=== Text extract ===
______

Art & Photography

Why I Love: British Comic Books

Left: Torrid Erotic Art, 1979, (c) Erich von Götha - Robin Ray. Right: Trials of Nasty Tales 1973. Artwork © Dave Gibbons
Left: Torrid Erotic Art, 1979, (c) Erich von Götha – Robin Ray. Right: Trials of Nasty Tales 1973. Artwork © Dave Gibbons

John Harris Dunning, co-curator of British Library exhibition Comics Unmasked, on the apartheid-era origins of his affection for comics

Comics have always been a passion of mine, to the point where I was dreaming in comic book panels with captions and speech bubbles aged 10. I came to literature later, but comics were my first love, and whilst I’m really pleased that comics are being accepted by the establishment – I approached the British Library about this show which is currently running for that very reason – I also hope that comics never lose their dangerous edge. They have been the cause of numerous high profile obscenity trials, including the Oz magazine trial in 1971, the longest obscenity trial in UK history, as well as legislation: the Children and Young Persons (Harmful Publication) Act of 1955.[/one_half]Comics are not literature, or visual art – although they are related to both – they are their own unique voice. It’s also important to remember they are a form, not a genre. The infantilisation of comics was a more recent trend – comics were initially aimed at adults in the Victorian era, and although they were often satirical, they were by no means exclusively so. Comics are a very powerful medium for communicating strong material, in particular political messages.

______

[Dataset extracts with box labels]
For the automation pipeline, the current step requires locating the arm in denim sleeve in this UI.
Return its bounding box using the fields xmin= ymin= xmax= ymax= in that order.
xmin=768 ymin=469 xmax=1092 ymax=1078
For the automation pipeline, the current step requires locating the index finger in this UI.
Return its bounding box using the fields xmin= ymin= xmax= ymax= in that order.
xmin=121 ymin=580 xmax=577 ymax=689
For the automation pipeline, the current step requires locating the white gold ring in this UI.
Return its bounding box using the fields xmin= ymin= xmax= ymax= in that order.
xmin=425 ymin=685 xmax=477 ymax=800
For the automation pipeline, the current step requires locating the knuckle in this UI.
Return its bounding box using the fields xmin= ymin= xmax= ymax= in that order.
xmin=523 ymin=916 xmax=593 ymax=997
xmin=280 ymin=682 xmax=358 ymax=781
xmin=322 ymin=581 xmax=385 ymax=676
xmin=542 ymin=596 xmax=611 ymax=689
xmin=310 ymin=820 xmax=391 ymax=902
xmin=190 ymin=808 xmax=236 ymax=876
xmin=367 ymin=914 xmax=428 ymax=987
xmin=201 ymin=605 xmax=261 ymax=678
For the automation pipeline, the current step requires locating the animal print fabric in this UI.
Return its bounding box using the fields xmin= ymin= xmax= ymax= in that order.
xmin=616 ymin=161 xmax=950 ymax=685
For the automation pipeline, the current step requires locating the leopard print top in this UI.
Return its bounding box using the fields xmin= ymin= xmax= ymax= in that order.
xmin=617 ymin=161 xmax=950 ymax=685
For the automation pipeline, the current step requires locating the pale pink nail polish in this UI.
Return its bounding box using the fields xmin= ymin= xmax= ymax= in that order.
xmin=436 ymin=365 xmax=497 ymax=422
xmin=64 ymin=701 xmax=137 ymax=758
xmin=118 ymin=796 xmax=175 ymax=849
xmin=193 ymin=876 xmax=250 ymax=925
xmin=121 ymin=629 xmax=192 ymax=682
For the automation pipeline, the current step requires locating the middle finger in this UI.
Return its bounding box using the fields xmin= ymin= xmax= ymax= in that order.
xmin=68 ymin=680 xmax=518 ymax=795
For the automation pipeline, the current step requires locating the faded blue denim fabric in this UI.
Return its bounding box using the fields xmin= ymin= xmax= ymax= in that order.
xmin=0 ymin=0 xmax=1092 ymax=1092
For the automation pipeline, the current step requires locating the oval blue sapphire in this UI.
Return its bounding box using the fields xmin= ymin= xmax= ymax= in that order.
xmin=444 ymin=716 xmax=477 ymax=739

______

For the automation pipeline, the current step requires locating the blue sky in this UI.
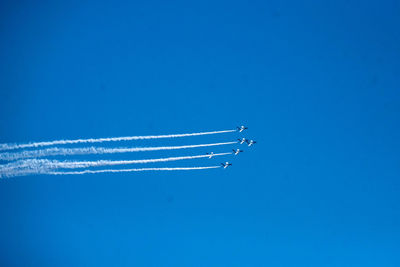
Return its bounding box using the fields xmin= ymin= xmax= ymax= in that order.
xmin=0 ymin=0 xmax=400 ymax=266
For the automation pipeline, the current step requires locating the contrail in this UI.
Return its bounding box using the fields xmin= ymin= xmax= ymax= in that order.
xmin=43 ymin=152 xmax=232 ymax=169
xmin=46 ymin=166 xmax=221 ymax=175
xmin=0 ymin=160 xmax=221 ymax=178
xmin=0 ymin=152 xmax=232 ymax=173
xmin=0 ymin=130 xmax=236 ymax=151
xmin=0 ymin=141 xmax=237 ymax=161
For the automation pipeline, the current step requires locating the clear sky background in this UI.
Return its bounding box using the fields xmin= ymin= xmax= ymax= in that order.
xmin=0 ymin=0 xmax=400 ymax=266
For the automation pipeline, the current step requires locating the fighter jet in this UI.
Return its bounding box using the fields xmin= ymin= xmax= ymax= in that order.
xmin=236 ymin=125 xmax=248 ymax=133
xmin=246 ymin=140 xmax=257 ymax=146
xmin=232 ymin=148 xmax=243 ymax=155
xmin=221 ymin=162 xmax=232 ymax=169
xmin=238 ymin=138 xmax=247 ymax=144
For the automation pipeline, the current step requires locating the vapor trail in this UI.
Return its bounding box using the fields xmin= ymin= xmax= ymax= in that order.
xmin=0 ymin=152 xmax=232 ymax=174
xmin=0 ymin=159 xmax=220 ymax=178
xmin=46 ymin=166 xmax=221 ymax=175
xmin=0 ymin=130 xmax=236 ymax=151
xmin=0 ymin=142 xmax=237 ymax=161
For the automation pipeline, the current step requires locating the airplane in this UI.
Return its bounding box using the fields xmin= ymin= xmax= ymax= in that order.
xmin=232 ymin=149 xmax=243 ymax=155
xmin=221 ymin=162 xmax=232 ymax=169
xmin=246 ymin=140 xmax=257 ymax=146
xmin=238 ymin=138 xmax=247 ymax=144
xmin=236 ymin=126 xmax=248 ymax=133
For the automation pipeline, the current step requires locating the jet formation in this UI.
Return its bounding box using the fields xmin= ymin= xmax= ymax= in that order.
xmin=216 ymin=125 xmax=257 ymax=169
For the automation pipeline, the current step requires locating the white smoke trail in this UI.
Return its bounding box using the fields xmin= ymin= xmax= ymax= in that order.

______

=== Goal ===
Please write the next part of the piece on British comic books, picking up right after its final sentence.

=== Task result ===
V for Vendetta Mask
V for Vendetta mask on a mannequin in Comics Unmasked. Photography (c) Tony Antoniou

As a child growing up in apartheid South Africa, we were under a ‘state of emergency’ which included a ban on international media. All political dissent was carefully filtered out of the media the public was allowed to consume, but a British comic called Crisis made it through and was available on newsstands, filled with strong anti-racist narratives. They had made it under the radar – the government censors had simply not considered that comics could portray these kinds of issues. The British are particularly good at the portrayal of sedition in comics. The trend can be seen to begin way back in the Victorian period, where popular publications later termed ‘penny dreadfuls’ were consumed by a newly literate British public. They were filled with anti-heroes that challenged the buttoned-up status quo. This continued through British comics, finding it’s most eloquent form in the work of writers like Alan Moore, whose V for Vendetta remains a highly visible inspiration to anarchists and the Occupy movement, as well as his genre-busting superhero series The Watchmen.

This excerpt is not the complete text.